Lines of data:
— BEGIN —
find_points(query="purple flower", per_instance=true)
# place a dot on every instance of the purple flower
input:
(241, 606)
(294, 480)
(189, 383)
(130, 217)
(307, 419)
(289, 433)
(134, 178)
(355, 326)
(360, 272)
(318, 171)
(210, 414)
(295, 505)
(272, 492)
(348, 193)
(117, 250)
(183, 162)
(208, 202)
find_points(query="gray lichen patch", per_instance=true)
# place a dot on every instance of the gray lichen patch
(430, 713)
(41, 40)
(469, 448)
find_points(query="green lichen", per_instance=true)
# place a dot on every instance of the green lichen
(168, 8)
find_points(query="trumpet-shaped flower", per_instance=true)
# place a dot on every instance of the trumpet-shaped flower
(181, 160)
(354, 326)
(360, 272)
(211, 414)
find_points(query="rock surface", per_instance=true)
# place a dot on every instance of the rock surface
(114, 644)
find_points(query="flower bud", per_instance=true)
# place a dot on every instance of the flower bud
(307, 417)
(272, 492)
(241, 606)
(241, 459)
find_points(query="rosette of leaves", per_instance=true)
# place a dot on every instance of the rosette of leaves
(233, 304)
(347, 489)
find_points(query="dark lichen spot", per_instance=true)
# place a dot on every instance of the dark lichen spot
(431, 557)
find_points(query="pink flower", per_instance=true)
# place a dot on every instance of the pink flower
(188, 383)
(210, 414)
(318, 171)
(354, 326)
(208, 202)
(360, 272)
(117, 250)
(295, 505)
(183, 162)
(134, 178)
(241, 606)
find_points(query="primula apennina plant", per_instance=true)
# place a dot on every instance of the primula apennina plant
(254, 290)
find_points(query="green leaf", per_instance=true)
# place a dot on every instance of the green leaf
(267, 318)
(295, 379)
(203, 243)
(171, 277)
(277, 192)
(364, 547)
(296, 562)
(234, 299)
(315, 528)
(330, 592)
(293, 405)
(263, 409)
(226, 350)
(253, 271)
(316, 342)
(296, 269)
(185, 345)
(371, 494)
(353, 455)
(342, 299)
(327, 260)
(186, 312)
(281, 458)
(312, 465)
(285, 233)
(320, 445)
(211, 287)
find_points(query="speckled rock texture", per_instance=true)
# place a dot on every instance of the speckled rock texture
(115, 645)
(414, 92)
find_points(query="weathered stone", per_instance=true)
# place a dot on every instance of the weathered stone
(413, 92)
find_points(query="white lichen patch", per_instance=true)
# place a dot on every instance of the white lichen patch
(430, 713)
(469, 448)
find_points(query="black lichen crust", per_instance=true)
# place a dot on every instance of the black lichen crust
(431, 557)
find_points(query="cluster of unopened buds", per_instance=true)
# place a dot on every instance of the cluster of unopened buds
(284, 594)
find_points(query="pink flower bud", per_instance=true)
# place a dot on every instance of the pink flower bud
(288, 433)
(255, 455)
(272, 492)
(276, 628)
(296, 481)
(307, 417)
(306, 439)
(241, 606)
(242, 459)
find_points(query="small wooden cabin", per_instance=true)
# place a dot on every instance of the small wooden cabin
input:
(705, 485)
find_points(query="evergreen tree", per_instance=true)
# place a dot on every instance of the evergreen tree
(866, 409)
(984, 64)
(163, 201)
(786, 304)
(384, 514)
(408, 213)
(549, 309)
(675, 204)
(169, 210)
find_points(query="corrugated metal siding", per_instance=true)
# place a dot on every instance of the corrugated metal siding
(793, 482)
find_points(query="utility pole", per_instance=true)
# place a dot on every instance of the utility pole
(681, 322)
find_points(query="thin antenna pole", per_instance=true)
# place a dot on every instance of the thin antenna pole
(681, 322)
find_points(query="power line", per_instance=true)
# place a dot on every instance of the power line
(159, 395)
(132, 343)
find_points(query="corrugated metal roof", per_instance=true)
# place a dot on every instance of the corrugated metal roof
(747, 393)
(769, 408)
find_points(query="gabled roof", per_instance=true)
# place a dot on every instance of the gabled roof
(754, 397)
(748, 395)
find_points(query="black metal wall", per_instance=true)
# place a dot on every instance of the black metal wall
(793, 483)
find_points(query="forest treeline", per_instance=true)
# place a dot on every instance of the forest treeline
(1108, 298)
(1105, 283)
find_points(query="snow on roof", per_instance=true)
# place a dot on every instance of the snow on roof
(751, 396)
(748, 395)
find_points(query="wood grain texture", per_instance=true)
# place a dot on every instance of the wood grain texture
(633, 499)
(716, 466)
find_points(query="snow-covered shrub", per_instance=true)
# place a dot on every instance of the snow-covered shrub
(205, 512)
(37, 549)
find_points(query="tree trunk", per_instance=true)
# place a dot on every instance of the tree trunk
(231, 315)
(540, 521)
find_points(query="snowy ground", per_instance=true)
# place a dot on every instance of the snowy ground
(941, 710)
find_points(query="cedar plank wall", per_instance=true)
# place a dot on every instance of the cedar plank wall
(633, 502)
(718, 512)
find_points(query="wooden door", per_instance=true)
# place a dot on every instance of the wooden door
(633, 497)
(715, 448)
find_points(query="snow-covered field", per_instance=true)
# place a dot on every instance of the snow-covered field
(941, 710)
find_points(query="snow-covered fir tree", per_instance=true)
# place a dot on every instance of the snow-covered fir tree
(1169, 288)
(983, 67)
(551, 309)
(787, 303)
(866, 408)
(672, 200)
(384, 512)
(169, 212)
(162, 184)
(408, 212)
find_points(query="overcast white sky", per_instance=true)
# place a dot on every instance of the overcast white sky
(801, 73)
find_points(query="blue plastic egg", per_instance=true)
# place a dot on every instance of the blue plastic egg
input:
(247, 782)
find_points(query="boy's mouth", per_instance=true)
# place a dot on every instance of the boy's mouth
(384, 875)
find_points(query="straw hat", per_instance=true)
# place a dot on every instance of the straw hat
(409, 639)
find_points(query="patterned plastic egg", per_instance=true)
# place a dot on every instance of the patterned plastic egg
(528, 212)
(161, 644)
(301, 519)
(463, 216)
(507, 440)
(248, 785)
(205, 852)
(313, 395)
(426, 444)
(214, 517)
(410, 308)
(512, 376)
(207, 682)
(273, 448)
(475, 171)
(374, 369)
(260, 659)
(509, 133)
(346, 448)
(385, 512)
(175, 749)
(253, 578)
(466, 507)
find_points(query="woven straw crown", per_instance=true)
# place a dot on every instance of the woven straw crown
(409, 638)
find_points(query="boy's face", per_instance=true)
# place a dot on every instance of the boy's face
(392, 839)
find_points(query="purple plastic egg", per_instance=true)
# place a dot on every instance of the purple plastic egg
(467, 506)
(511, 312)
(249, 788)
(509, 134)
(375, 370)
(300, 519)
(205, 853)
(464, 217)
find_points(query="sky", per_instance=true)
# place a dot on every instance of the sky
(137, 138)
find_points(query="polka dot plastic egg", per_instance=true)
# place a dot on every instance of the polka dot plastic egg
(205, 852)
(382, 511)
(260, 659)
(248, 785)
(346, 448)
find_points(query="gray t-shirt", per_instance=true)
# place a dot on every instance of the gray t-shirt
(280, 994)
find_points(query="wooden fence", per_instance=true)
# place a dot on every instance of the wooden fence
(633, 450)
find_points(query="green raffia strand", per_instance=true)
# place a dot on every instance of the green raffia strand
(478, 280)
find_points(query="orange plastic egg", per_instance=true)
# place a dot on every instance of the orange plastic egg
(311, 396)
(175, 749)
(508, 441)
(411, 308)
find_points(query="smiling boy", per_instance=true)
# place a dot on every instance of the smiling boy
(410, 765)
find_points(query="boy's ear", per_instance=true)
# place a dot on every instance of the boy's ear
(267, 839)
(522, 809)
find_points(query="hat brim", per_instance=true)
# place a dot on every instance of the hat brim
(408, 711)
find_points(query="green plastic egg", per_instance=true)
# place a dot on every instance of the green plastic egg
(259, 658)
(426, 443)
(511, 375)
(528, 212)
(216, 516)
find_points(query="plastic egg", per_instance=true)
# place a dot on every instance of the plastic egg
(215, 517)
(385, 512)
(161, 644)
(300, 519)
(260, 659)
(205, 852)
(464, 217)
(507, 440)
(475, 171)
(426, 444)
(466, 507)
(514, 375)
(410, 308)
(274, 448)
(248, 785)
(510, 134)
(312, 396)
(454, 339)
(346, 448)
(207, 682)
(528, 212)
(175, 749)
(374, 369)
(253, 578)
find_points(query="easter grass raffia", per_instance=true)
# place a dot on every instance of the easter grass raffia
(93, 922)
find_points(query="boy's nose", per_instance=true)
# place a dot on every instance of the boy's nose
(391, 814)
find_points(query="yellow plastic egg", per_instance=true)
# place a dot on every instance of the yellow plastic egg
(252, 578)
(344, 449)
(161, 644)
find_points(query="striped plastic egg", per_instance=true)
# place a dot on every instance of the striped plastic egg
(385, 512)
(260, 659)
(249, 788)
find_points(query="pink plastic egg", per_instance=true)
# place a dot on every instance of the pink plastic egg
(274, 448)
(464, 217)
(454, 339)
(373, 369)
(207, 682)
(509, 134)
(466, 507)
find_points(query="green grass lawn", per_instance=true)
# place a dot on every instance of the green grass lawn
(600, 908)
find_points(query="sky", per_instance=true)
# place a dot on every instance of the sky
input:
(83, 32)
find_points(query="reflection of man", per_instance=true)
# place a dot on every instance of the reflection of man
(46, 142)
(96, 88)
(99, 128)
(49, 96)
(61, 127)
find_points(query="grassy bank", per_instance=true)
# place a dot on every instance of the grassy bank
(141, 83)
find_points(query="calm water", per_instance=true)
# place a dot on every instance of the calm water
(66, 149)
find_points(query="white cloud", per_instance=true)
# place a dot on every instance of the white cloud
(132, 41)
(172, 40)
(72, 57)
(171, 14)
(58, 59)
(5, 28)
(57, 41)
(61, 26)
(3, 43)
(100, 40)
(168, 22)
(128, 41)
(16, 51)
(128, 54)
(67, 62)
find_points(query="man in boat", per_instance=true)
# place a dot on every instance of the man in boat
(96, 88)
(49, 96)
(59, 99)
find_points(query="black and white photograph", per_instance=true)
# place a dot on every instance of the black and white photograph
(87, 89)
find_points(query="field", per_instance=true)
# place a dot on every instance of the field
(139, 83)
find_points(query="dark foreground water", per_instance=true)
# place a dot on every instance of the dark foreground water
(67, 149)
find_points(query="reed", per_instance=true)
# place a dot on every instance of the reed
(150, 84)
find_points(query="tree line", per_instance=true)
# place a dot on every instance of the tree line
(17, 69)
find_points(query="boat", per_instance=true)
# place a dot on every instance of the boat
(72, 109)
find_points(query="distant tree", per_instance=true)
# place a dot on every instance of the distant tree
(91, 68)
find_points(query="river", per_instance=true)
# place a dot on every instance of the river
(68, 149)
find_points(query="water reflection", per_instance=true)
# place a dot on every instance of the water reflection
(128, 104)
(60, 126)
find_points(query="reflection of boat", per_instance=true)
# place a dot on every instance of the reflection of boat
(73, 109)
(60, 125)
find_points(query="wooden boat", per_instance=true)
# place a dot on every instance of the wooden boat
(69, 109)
— END —
Tally the rows above that contain the string "plant". Reply with the number alone.

2